# Girl Scouts mounting aggressive campaigns to sell more cookies!



## Ralphy1 (Mar 13, 2015)

They are now accepting credit cards in some areas and setting up shop in parking lots at mall areas.  I'm not sure that they are even relevant as an organization any more and stopped buying their cookies some years ago.  How about you?


----------



## Don M. (Mar 13, 2015)

We buy a few boxes every year from our great granddaughter who is a Girl Scout.  However, they usually sit in the cupboard for quite some time before we finally work through them...as, IMO, they do not taste very good.  One of our neighbors has a cute little beagle who spends most of her days on our porch while they are at work...the little pooch likes a daily GS cooking for her snack.


----------



## SifuPhil (Mar 13, 2015)

I thought people were crazy about GS cookies - that they couldn't wait for them to come around. I guess maybe they've changed the recipes ...


----------



## AZ Jim (Mar 13, 2015)

The campaign is extremely aggressive here.  I bought 130 boxes.


----------



## 911 (Mar 13, 2015)

Love the mint chocolate.


----------



## AprilT (Mar 13, 2015)

Yes, those little girls are now parking outside out supermarkets and Walmarts here.  I just say, do I look like I need more cookies, no thank you.  I'm going to make up some flyers about the rising rates of obesity and especially in childhood  every time one of them gives me a wrong look I'm going to hand them one.  If they're still around in a few months, then I'll say just kidding, I'll have two boxes please.    And all will be right with the world as I find myself in at home in a diabetic coma.  :turnaround:


----------



## Cookie (Mar 13, 2015)

------------

▶ Requests:
1/ In the Girl Scout cookie thread, give the passage from "## Don M. (Mar" up to and including "the recipes ..." again, substituting "terrier" for "beagle".
2/ Translate into Spanish this sentence from the Girl Scout cookie thread: "The campaign is extremely aggressive here."
The lines that follow have no connection to the thread.

------------

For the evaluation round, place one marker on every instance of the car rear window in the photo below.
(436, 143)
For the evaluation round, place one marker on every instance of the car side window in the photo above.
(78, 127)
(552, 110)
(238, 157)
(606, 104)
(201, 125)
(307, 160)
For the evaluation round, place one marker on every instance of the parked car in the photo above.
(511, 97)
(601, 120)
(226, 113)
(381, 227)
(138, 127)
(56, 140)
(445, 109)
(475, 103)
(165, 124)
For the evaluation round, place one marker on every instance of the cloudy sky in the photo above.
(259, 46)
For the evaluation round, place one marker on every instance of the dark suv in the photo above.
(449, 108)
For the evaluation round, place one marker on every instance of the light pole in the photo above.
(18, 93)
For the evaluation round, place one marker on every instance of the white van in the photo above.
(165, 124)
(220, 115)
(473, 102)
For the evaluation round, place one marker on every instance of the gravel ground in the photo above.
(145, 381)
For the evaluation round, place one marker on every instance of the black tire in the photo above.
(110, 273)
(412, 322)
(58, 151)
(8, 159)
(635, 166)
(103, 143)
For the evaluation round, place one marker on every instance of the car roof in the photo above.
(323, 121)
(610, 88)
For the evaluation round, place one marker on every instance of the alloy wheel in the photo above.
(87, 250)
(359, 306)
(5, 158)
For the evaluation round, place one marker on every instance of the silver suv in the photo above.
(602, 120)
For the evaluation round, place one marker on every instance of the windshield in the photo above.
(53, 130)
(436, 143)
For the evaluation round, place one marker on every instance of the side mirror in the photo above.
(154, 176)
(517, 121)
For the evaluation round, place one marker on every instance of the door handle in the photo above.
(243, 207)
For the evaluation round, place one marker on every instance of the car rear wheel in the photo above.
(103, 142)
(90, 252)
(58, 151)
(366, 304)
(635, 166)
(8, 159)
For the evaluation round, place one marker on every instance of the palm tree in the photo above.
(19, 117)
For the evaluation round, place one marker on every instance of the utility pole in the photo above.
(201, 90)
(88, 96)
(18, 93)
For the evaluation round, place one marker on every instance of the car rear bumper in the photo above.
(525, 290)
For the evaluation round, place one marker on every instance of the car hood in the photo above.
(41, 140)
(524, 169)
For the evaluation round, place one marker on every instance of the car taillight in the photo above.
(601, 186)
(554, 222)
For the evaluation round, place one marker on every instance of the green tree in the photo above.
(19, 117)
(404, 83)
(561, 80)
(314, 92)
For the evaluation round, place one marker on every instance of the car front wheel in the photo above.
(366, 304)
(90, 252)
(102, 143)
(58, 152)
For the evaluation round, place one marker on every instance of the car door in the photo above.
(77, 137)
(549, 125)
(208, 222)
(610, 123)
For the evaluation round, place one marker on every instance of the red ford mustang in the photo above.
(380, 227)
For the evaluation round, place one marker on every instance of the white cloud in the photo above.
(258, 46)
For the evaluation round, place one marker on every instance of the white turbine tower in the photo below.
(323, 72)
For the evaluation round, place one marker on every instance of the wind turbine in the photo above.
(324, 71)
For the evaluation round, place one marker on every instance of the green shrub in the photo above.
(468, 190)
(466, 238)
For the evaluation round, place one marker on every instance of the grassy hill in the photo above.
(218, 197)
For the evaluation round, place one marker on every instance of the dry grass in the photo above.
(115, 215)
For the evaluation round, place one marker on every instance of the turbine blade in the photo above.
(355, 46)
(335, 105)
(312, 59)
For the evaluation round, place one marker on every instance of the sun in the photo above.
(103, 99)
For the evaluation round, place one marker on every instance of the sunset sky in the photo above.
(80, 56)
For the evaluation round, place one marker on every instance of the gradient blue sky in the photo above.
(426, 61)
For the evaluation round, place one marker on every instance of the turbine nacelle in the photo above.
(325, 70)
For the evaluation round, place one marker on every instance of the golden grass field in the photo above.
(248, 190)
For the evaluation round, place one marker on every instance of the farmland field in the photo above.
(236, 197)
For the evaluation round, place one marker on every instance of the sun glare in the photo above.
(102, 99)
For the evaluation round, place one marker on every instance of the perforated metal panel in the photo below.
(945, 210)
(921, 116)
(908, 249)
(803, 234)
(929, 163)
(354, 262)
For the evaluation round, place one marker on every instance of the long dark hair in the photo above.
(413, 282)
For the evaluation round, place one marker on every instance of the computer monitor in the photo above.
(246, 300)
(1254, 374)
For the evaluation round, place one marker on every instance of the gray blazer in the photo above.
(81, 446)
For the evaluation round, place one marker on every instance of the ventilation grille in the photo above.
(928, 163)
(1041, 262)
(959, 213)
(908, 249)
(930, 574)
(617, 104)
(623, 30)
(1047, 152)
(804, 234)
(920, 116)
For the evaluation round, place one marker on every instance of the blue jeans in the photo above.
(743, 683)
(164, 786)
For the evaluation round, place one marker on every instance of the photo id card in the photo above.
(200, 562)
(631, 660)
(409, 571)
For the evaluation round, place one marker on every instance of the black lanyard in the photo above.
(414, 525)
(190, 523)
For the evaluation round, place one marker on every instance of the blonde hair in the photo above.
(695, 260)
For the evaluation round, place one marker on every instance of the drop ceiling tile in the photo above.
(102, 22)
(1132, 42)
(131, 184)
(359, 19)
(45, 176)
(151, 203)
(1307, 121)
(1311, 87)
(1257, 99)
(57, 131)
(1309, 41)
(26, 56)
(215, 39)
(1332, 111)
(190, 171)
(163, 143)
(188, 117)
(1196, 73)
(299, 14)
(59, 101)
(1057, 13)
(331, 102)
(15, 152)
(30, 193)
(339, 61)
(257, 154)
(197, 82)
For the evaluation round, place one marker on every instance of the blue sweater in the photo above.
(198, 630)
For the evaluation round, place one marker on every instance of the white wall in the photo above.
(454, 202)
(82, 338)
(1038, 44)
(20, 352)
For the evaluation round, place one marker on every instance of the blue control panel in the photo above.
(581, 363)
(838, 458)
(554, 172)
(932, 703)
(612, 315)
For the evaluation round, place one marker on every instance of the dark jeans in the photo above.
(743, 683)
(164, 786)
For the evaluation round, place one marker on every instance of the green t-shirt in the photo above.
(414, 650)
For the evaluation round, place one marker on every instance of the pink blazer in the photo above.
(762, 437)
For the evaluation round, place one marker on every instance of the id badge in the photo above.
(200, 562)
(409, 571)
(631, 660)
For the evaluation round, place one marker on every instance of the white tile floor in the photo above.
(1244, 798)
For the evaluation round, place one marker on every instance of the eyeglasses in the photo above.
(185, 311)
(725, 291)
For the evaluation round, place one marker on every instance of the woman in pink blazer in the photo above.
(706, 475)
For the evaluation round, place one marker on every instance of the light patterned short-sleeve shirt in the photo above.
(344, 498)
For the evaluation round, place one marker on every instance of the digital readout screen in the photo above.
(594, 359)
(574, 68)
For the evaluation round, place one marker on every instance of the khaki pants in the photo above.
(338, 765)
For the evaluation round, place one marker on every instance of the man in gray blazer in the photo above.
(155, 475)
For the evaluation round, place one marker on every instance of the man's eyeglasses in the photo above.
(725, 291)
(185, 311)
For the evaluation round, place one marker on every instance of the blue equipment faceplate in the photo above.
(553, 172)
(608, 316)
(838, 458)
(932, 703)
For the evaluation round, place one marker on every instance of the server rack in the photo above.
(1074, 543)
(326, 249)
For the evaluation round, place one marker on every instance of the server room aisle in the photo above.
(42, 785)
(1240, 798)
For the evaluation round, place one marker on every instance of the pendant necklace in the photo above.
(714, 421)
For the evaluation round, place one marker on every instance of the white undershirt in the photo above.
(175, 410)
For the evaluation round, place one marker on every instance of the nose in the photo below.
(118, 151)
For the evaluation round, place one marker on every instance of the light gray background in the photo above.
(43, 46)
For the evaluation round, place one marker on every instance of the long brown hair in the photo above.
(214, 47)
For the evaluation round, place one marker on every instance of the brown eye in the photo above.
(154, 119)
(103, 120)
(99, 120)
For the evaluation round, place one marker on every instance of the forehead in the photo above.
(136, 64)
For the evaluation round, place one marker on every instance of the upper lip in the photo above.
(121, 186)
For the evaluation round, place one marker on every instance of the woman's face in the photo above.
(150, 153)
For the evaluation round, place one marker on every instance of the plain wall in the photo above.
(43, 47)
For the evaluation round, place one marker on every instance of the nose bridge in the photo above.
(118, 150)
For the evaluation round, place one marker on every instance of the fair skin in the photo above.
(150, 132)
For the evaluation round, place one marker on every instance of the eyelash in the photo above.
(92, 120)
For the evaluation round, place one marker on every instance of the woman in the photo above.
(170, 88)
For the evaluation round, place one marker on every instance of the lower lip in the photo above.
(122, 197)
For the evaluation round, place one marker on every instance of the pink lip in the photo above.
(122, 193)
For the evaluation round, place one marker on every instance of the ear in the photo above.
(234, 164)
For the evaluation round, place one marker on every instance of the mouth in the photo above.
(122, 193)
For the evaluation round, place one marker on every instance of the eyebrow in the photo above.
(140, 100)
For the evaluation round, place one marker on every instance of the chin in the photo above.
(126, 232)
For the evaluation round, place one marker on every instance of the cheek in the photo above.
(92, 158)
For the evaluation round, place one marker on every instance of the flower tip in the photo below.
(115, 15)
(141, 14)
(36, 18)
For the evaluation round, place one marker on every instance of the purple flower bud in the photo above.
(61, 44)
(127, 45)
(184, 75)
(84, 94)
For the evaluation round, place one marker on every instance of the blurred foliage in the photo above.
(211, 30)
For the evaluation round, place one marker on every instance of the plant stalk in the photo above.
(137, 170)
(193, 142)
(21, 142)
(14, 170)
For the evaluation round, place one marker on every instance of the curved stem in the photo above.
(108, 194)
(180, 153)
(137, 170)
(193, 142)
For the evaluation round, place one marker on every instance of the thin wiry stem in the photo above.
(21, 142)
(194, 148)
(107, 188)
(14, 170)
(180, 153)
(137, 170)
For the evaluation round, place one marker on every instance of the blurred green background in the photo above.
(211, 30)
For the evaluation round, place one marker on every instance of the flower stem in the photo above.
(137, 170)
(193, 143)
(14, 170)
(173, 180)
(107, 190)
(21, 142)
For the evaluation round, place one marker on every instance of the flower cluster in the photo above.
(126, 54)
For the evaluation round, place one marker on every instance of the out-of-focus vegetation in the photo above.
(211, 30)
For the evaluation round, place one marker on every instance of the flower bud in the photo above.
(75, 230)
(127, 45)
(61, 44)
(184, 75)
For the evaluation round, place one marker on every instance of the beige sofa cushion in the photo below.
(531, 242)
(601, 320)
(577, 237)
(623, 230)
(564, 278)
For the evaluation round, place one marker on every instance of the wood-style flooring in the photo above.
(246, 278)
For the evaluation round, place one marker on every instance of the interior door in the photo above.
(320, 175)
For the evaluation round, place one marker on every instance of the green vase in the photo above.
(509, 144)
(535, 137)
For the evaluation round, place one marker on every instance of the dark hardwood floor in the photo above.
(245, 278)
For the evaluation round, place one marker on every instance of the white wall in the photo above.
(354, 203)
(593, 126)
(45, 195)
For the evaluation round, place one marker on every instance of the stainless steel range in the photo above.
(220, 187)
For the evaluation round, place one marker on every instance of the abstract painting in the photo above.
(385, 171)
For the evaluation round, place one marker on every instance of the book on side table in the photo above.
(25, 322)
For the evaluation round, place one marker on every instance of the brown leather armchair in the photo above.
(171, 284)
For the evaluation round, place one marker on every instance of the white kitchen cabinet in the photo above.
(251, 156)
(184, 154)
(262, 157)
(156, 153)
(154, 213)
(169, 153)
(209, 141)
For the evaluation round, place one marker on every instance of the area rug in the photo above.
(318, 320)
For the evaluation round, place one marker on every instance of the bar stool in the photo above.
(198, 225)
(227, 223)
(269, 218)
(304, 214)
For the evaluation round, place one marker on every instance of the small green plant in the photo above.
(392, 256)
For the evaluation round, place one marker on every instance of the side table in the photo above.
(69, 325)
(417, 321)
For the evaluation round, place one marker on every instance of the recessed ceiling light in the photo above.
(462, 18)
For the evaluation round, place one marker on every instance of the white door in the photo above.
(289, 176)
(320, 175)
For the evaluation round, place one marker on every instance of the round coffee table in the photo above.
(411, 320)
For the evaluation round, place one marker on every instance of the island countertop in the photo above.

------------

▶ Answers for the exercise:
1/
## Don M. (Mar 13, 2015)

We buy a few boxes every year from our great granddaughter who is a Girl Scout.  However, they usually sit in the cupboard for quite some time before we finally work through them...as, IMO, they do not taste very good.  One of our neighbors has a cute little terrier who spends most of her days on our porch while they are at work...the little pooch likes a daily GS cooking for her snack.


----------



## SifuPhil (Mar 13, 2015)

I thought people were crazy about GS cookies - that they couldn't wait for them to come around. I guess maybe they've changed the recipes ...

2/ La campaña es extremadamente agresiva aquí.